EXERCISE -> A single number is the answer here: the count of lines in the records below in which the word "rabbit" appears.

:: DATA EXTRACT ::

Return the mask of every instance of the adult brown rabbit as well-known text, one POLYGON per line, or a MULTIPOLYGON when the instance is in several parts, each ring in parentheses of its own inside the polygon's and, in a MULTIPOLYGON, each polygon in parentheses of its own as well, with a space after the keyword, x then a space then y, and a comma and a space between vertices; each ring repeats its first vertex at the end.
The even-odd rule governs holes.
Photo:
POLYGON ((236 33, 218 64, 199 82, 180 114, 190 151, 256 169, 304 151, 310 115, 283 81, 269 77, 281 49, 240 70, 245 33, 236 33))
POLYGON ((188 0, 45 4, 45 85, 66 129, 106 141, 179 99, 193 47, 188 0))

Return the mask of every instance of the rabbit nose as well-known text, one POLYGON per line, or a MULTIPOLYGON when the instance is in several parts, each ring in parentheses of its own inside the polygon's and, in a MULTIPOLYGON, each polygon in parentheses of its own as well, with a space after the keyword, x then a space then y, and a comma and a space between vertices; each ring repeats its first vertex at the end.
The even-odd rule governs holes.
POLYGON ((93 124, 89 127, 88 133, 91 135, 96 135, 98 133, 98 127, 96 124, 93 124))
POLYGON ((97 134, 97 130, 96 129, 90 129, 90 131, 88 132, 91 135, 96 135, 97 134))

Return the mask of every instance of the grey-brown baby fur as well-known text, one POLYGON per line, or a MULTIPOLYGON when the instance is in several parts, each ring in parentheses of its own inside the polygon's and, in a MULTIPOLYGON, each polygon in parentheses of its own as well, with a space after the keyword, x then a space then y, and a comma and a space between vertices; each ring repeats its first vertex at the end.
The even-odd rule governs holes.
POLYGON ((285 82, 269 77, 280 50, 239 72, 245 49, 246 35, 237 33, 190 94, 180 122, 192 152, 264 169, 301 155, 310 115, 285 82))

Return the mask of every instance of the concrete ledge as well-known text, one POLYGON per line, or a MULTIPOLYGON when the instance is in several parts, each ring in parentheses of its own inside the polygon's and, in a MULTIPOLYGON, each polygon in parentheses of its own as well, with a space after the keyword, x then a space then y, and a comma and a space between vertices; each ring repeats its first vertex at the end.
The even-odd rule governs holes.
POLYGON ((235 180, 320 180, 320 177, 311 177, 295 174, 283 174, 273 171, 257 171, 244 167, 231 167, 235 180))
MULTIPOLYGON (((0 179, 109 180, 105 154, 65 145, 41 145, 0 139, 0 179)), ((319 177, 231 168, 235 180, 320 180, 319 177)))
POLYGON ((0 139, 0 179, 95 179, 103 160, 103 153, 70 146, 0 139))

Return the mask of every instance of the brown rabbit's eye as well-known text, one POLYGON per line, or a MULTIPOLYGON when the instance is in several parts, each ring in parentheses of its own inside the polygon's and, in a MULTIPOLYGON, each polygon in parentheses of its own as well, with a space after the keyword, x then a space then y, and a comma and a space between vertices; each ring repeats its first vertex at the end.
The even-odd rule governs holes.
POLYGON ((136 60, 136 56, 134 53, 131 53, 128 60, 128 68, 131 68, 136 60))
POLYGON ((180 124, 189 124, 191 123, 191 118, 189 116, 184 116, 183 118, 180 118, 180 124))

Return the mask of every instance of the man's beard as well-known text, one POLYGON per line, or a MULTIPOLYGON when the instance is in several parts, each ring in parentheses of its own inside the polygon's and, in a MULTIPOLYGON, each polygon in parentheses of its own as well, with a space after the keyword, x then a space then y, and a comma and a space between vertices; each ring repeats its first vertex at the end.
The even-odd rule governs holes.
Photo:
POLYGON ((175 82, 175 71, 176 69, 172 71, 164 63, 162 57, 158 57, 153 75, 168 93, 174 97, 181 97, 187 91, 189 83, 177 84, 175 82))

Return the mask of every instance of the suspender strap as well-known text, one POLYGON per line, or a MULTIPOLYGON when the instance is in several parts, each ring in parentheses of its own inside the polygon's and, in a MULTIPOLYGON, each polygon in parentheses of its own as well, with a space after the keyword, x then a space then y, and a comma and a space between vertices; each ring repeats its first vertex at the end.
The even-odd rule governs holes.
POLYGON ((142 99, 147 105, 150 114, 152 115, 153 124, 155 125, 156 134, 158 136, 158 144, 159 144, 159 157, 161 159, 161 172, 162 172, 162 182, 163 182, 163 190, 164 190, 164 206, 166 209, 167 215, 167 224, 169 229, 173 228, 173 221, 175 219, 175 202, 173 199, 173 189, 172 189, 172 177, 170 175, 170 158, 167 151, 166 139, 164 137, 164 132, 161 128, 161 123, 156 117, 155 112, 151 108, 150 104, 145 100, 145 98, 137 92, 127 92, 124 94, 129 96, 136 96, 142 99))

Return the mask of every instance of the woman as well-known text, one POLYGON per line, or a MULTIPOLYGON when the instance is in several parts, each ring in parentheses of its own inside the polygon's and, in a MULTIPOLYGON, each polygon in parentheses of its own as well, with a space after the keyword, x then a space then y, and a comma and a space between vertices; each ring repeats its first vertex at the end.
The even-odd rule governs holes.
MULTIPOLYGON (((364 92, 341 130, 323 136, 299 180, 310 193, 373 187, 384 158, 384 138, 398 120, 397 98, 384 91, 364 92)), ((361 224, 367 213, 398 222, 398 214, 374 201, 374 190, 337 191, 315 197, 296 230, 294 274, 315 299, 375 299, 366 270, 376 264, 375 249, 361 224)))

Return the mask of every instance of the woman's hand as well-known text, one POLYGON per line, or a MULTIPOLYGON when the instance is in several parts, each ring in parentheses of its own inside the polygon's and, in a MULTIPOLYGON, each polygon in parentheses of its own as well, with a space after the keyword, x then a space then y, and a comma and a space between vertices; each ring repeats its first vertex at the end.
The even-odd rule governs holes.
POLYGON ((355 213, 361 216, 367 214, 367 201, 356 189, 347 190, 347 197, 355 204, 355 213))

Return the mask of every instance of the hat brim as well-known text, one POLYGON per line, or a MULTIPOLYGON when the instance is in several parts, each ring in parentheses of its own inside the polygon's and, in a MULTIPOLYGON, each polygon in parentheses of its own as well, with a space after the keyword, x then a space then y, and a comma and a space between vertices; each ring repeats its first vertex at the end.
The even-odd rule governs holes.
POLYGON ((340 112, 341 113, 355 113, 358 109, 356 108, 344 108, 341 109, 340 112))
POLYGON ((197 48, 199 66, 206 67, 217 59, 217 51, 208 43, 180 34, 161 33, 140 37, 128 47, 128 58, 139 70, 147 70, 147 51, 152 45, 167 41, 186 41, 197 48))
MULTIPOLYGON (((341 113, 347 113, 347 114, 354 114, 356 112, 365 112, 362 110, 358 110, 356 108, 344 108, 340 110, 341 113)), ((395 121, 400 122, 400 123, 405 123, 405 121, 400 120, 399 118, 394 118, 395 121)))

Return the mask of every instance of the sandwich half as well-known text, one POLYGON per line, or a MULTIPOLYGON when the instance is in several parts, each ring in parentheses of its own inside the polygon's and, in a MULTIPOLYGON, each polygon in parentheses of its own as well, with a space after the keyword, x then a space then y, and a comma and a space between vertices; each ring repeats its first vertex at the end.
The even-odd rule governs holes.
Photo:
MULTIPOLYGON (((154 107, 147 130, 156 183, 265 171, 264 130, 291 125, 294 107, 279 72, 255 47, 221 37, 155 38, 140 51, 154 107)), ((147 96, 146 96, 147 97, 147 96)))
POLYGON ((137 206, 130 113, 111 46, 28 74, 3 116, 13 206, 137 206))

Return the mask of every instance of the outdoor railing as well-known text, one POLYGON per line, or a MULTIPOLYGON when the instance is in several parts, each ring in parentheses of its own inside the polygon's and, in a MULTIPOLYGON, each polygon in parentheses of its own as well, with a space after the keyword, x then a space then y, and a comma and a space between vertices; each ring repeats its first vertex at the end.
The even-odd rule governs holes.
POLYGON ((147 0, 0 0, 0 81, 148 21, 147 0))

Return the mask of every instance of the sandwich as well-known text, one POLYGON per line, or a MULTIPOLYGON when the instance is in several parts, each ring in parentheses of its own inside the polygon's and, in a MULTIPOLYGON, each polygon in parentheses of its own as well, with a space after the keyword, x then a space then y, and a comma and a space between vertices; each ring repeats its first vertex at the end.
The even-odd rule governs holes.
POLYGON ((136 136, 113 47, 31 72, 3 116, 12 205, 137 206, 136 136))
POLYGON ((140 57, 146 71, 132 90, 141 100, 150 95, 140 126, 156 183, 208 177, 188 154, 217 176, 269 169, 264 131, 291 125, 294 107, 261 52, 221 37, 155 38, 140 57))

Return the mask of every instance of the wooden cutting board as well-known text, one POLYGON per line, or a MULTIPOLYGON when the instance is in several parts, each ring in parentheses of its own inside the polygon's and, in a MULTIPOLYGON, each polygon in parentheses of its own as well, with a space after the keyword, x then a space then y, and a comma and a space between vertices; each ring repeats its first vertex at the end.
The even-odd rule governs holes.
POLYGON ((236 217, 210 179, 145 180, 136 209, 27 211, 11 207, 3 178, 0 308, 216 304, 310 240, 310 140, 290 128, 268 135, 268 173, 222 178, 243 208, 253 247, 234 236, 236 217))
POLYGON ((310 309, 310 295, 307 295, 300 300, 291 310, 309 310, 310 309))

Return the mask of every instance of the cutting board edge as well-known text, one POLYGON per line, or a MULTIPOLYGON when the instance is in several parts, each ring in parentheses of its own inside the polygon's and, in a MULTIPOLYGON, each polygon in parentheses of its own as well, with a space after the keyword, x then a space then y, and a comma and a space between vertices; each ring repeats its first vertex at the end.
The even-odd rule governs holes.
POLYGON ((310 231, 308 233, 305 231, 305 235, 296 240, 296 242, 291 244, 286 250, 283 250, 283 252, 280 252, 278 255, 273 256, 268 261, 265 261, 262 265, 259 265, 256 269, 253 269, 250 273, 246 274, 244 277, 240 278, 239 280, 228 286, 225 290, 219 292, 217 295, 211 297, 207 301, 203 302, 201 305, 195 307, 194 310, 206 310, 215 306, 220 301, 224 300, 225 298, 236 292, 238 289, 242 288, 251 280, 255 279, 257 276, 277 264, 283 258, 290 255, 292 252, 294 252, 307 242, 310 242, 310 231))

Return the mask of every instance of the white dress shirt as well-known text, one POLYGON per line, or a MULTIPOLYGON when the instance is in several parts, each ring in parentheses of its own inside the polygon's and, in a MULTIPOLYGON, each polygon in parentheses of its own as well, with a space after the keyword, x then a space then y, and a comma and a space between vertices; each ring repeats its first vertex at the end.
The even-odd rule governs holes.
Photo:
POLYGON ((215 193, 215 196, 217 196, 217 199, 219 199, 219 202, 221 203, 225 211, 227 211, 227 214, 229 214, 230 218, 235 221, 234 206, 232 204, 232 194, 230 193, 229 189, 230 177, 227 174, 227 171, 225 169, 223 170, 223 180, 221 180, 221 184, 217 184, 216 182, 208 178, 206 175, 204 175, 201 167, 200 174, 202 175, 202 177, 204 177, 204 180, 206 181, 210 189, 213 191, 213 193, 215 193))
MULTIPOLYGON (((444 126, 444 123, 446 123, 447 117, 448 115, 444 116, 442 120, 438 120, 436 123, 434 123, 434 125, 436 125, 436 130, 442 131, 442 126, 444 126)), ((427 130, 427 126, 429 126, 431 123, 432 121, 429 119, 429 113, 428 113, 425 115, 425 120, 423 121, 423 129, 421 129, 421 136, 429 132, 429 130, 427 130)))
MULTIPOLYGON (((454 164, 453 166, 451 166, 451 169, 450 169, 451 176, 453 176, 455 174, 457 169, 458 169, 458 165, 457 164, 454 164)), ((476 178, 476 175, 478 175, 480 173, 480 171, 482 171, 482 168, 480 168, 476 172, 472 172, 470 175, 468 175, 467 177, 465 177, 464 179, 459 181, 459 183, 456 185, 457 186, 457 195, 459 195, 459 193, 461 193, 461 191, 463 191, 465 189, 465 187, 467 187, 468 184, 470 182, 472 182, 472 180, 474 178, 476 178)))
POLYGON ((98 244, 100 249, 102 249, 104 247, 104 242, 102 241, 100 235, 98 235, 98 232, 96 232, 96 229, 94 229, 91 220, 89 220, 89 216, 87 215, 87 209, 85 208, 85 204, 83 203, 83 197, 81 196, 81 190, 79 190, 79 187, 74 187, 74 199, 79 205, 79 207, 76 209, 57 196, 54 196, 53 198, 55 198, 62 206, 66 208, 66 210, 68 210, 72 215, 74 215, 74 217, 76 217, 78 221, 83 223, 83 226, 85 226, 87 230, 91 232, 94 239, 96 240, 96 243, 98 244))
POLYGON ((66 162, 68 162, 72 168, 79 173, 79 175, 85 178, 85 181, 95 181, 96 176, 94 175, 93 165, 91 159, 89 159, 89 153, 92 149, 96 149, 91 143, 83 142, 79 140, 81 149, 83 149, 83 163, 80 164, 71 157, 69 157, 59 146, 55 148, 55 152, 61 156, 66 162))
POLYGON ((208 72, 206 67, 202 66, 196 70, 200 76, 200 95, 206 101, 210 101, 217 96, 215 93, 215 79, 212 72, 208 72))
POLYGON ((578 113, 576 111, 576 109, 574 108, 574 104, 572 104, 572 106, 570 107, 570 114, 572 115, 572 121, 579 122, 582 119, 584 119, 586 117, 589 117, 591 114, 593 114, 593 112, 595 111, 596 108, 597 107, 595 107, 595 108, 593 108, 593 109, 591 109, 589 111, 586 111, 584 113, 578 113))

:::

SOLUTION TO THIS EXERCISE -> 3